(Annotated photo localization data)

+===+

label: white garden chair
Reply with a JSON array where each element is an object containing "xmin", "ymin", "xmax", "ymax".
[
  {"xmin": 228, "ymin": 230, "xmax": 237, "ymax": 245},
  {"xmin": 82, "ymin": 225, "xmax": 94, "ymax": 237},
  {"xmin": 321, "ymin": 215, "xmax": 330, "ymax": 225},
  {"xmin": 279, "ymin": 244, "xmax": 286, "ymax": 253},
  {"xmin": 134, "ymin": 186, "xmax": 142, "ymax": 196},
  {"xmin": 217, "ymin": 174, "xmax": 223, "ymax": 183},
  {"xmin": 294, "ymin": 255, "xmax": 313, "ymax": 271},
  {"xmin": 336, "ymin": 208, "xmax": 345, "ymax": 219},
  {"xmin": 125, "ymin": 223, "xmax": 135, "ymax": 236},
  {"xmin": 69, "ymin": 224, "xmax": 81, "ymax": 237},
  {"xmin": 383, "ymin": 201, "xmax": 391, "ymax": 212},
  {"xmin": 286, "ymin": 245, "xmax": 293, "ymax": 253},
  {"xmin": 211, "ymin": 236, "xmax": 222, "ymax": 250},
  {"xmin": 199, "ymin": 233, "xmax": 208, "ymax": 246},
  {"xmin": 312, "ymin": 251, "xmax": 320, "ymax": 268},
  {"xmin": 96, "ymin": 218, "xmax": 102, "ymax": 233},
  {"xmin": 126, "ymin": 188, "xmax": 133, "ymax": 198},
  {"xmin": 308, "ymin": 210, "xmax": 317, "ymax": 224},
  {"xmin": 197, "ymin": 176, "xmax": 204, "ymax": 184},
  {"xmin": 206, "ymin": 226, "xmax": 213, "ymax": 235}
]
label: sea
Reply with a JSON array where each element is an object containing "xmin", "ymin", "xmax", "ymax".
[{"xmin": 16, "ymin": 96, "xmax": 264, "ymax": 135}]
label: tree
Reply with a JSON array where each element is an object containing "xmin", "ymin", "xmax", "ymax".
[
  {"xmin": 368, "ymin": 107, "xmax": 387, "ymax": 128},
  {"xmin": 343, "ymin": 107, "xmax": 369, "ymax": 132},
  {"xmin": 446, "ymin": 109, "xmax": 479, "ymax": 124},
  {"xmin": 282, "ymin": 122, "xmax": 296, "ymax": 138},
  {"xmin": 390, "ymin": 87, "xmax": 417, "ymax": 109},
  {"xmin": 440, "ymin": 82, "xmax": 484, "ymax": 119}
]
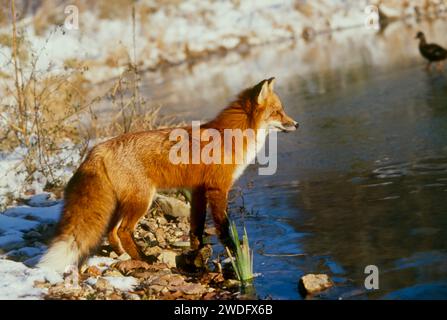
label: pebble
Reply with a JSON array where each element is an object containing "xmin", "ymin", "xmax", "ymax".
[
  {"xmin": 94, "ymin": 278, "xmax": 113, "ymax": 292},
  {"xmin": 157, "ymin": 216, "xmax": 168, "ymax": 225},
  {"xmin": 123, "ymin": 292, "xmax": 141, "ymax": 300},
  {"xmin": 144, "ymin": 245, "xmax": 162, "ymax": 256},
  {"xmin": 118, "ymin": 253, "xmax": 131, "ymax": 261},
  {"xmin": 172, "ymin": 241, "xmax": 190, "ymax": 248},
  {"xmin": 84, "ymin": 266, "xmax": 102, "ymax": 277},
  {"xmin": 24, "ymin": 230, "xmax": 42, "ymax": 239},
  {"xmin": 155, "ymin": 194, "xmax": 191, "ymax": 218},
  {"xmin": 158, "ymin": 250, "xmax": 178, "ymax": 268},
  {"xmin": 178, "ymin": 283, "xmax": 206, "ymax": 295},
  {"xmin": 155, "ymin": 228, "xmax": 167, "ymax": 247},
  {"xmin": 299, "ymin": 274, "xmax": 333, "ymax": 295}
]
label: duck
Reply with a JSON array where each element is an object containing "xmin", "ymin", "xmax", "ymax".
[{"xmin": 416, "ymin": 31, "xmax": 447, "ymax": 71}]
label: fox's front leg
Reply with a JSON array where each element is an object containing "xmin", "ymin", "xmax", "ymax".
[
  {"xmin": 206, "ymin": 188, "xmax": 231, "ymax": 248},
  {"xmin": 190, "ymin": 186, "xmax": 207, "ymax": 250}
]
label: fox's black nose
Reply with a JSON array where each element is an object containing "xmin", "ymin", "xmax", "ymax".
[{"xmin": 294, "ymin": 121, "xmax": 299, "ymax": 129}]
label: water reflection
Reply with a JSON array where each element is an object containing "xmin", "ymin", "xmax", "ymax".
[
  {"xmin": 137, "ymin": 19, "xmax": 447, "ymax": 299},
  {"xmin": 231, "ymin": 22, "xmax": 447, "ymax": 299}
]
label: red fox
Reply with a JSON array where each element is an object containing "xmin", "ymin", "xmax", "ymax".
[{"xmin": 38, "ymin": 77, "xmax": 298, "ymax": 273}]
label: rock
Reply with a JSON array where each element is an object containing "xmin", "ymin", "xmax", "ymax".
[
  {"xmin": 200, "ymin": 272, "xmax": 225, "ymax": 285},
  {"xmin": 299, "ymin": 274, "xmax": 333, "ymax": 295},
  {"xmin": 131, "ymin": 271, "xmax": 155, "ymax": 279},
  {"xmin": 102, "ymin": 269, "xmax": 123, "ymax": 277},
  {"xmin": 24, "ymin": 230, "xmax": 42, "ymax": 239},
  {"xmin": 204, "ymin": 227, "xmax": 217, "ymax": 236},
  {"xmin": 172, "ymin": 241, "xmax": 190, "ymax": 248},
  {"xmin": 84, "ymin": 266, "xmax": 102, "ymax": 277},
  {"xmin": 112, "ymin": 260, "xmax": 152, "ymax": 275},
  {"xmin": 174, "ymin": 230, "xmax": 183, "ymax": 237},
  {"xmin": 158, "ymin": 250, "xmax": 178, "ymax": 268},
  {"xmin": 178, "ymin": 222, "xmax": 189, "ymax": 232},
  {"xmin": 177, "ymin": 283, "xmax": 206, "ymax": 295},
  {"xmin": 203, "ymin": 292, "xmax": 217, "ymax": 300},
  {"xmin": 94, "ymin": 278, "xmax": 113, "ymax": 292},
  {"xmin": 24, "ymin": 189, "xmax": 36, "ymax": 196},
  {"xmin": 34, "ymin": 280, "xmax": 51, "ymax": 289},
  {"xmin": 47, "ymin": 283, "xmax": 83, "ymax": 299},
  {"xmin": 155, "ymin": 194, "xmax": 190, "ymax": 218},
  {"xmin": 194, "ymin": 245, "xmax": 213, "ymax": 268},
  {"xmin": 148, "ymin": 284, "xmax": 165, "ymax": 293},
  {"xmin": 146, "ymin": 274, "xmax": 169, "ymax": 286},
  {"xmin": 134, "ymin": 265, "xmax": 171, "ymax": 279},
  {"xmin": 160, "ymin": 290, "xmax": 184, "ymax": 300},
  {"xmin": 79, "ymin": 264, "xmax": 89, "ymax": 274},
  {"xmin": 166, "ymin": 274, "xmax": 185, "ymax": 288},
  {"xmin": 223, "ymin": 279, "xmax": 240, "ymax": 289},
  {"xmin": 154, "ymin": 228, "xmax": 166, "ymax": 247},
  {"xmin": 147, "ymin": 273, "xmax": 184, "ymax": 289},
  {"xmin": 156, "ymin": 216, "xmax": 168, "ymax": 225},
  {"xmin": 123, "ymin": 292, "xmax": 141, "ymax": 300},
  {"xmin": 118, "ymin": 253, "xmax": 131, "ymax": 261},
  {"xmin": 32, "ymin": 241, "xmax": 46, "ymax": 248},
  {"xmin": 139, "ymin": 220, "xmax": 152, "ymax": 231},
  {"xmin": 108, "ymin": 292, "xmax": 123, "ymax": 300},
  {"xmin": 144, "ymin": 245, "xmax": 162, "ymax": 256},
  {"xmin": 147, "ymin": 221, "xmax": 158, "ymax": 232}
]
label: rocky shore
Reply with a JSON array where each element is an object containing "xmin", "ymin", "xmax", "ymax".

+===+

What you need to do:
An answer that restates all the entries exactly and drops the images is what is needed.

Answer to the exercise:
label: white garden chair
Reply with a JSON array where each element is an object containing "xmin", "ymin", "xmax", "ymax".
[
  {"xmin": 228, "ymin": 230, "xmax": 237, "ymax": 245},
  {"xmin": 82, "ymin": 225, "xmax": 94, "ymax": 237},
  {"xmin": 321, "ymin": 215, "xmax": 330, "ymax": 225},
  {"xmin": 279, "ymin": 244, "xmax": 286, "ymax": 253},
  {"xmin": 134, "ymin": 186, "xmax": 142, "ymax": 196},
  {"xmin": 217, "ymin": 174, "xmax": 223, "ymax": 183},
  {"xmin": 294, "ymin": 255, "xmax": 313, "ymax": 271},
  {"xmin": 336, "ymin": 208, "xmax": 345, "ymax": 219},
  {"xmin": 125, "ymin": 223, "xmax": 135, "ymax": 236},
  {"xmin": 69, "ymin": 224, "xmax": 81, "ymax": 237},
  {"xmin": 383, "ymin": 201, "xmax": 391, "ymax": 212},
  {"xmin": 286, "ymin": 245, "xmax": 293, "ymax": 253},
  {"xmin": 211, "ymin": 236, "xmax": 222, "ymax": 250},
  {"xmin": 199, "ymin": 233, "xmax": 208, "ymax": 246},
  {"xmin": 312, "ymin": 251, "xmax": 320, "ymax": 268},
  {"xmin": 96, "ymin": 218, "xmax": 102, "ymax": 233},
  {"xmin": 126, "ymin": 188, "xmax": 133, "ymax": 198},
  {"xmin": 308, "ymin": 210, "xmax": 317, "ymax": 224},
  {"xmin": 197, "ymin": 176, "xmax": 204, "ymax": 184},
  {"xmin": 206, "ymin": 226, "xmax": 213, "ymax": 235}
]
label: sea
Reply with a JSON array where each element is an object containing "xmin", "ymin", "xmax", "ymax".
[{"xmin": 16, "ymin": 96, "xmax": 264, "ymax": 135}]
label: tree
Reply with a JSON array where each element is an object containing "xmin", "ymin", "xmax", "ymax".
[
  {"xmin": 368, "ymin": 107, "xmax": 387, "ymax": 128},
  {"xmin": 343, "ymin": 107, "xmax": 369, "ymax": 132},
  {"xmin": 446, "ymin": 109, "xmax": 479, "ymax": 124},
  {"xmin": 282, "ymin": 122, "xmax": 296, "ymax": 138},
  {"xmin": 390, "ymin": 87, "xmax": 417, "ymax": 109},
  {"xmin": 440, "ymin": 82, "xmax": 484, "ymax": 119}
]
label: pebble
Reply with a JSON array where each element is an object containing "xmin", "ymin", "xmax", "ymax".
[
  {"xmin": 94, "ymin": 278, "xmax": 113, "ymax": 292},
  {"xmin": 157, "ymin": 216, "xmax": 168, "ymax": 225},
  {"xmin": 123, "ymin": 292, "xmax": 141, "ymax": 300},
  {"xmin": 144, "ymin": 245, "xmax": 162, "ymax": 256},
  {"xmin": 118, "ymin": 253, "xmax": 131, "ymax": 261},
  {"xmin": 172, "ymin": 241, "xmax": 190, "ymax": 248},
  {"xmin": 84, "ymin": 266, "xmax": 102, "ymax": 277},
  {"xmin": 24, "ymin": 230, "xmax": 42, "ymax": 239},
  {"xmin": 155, "ymin": 194, "xmax": 191, "ymax": 218},
  {"xmin": 158, "ymin": 250, "xmax": 178, "ymax": 268},
  {"xmin": 178, "ymin": 283, "xmax": 206, "ymax": 295},
  {"xmin": 155, "ymin": 228, "xmax": 167, "ymax": 247},
  {"xmin": 299, "ymin": 274, "xmax": 333, "ymax": 295}
]
label: duck
Reply with a JSON array where each element is an object containing "xmin", "ymin", "xmax", "ymax".
[{"xmin": 416, "ymin": 31, "xmax": 447, "ymax": 71}]
label: fox's front leg
Reply with a JSON array where each element is an object containing "xmin", "ymin", "xmax", "ymax".
[
  {"xmin": 206, "ymin": 188, "xmax": 231, "ymax": 248},
  {"xmin": 190, "ymin": 186, "xmax": 207, "ymax": 250}
]
label: fox's black nose
Reply with a JSON array where each element is an object containing "xmin", "ymin", "xmax", "ymax".
[{"xmin": 294, "ymin": 121, "xmax": 299, "ymax": 129}]
label: water reflection
Reply with a JSON array where each element is an object containing "xmin", "ymin", "xmax", "ymax".
[
  {"xmin": 137, "ymin": 19, "xmax": 447, "ymax": 299},
  {"xmin": 231, "ymin": 22, "xmax": 447, "ymax": 299}
]
label: red fox
Reply with a JSON array where each element is an object containing "xmin", "ymin", "xmax", "ymax".
[{"xmin": 38, "ymin": 77, "xmax": 298, "ymax": 273}]
label: rock
Reply with a JSON array where each element is an object containing "xmin", "ymin", "xmax", "ymax".
[
  {"xmin": 200, "ymin": 272, "xmax": 225, "ymax": 285},
  {"xmin": 299, "ymin": 274, "xmax": 333, "ymax": 295},
  {"xmin": 131, "ymin": 271, "xmax": 155, "ymax": 279},
  {"xmin": 102, "ymin": 269, "xmax": 123, "ymax": 277},
  {"xmin": 24, "ymin": 230, "xmax": 42, "ymax": 239},
  {"xmin": 204, "ymin": 227, "xmax": 217, "ymax": 236},
  {"xmin": 172, "ymin": 241, "xmax": 190, "ymax": 248},
  {"xmin": 84, "ymin": 266, "xmax": 102, "ymax": 277},
  {"xmin": 112, "ymin": 260, "xmax": 152, "ymax": 275},
  {"xmin": 174, "ymin": 230, "xmax": 183, "ymax": 237},
  {"xmin": 158, "ymin": 250, "xmax": 178, "ymax": 268},
  {"xmin": 178, "ymin": 222, "xmax": 189, "ymax": 232},
  {"xmin": 177, "ymin": 283, "xmax": 206, "ymax": 295},
  {"xmin": 203, "ymin": 292, "xmax": 217, "ymax": 300},
  {"xmin": 94, "ymin": 278, "xmax": 113, "ymax": 292},
  {"xmin": 24, "ymin": 189, "xmax": 36, "ymax": 196},
  {"xmin": 34, "ymin": 280, "xmax": 51, "ymax": 289},
  {"xmin": 47, "ymin": 283, "xmax": 83, "ymax": 299},
  {"xmin": 155, "ymin": 194, "xmax": 190, "ymax": 218},
  {"xmin": 194, "ymin": 245, "xmax": 213, "ymax": 268},
  {"xmin": 148, "ymin": 284, "xmax": 165, "ymax": 293},
  {"xmin": 146, "ymin": 274, "xmax": 169, "ymax": 286},
  {"xmin": 134, "ymin": 265, "xmax": 171, "ymax": 279},
  {"xmin": 160, "ymin": 290, "xmax": 184, "ymax": 300},
  {"xmin": 79, "ymin": 264, "xmax": 89, "ymax": 274},
  {"xmin": 166, "ymin": 274, "xmax": 185, "ymax": 288},
  {"xmin": 223, "ymin": 279, "xmax": 240, "ymax": 289},
  {"xmin": 154, "ymin": 228, "xmax": 166, "ymax": 247},
  {"xmin": 147, "ymin": 273, "xmax": 184, "ymax": 289},
  {"xmin": 156, "ymin": 216, "xmax": 168, "ymax": 225},
  {"xmin": 123, "ymin": 292, "xmax": 141, "ymax": 300},
  {"xmin": 118, "ymin": 253, "xmax": 131, "ymax": 261},
  {"xmin": 32, "ymin": 241, "xmax": 46, "ymax": 248},
  {"xmin": 139, "ymin": 220, "xmax": 152, "ymax": 231},
  {"xmin": 108, "ymin": 292, "xmax": 123, "ymax": 300},
  {"xmin": 144, "ymin": 245, "xmax": 162, "ymax": 256},
  {"xmin": 147, "ymin": 221, "xmax": 158, "ymax": 232}
]
label: rocky shore
Reply with a JSON array where each element is an object containing "xmin", "ymin", "xmax", "ymax".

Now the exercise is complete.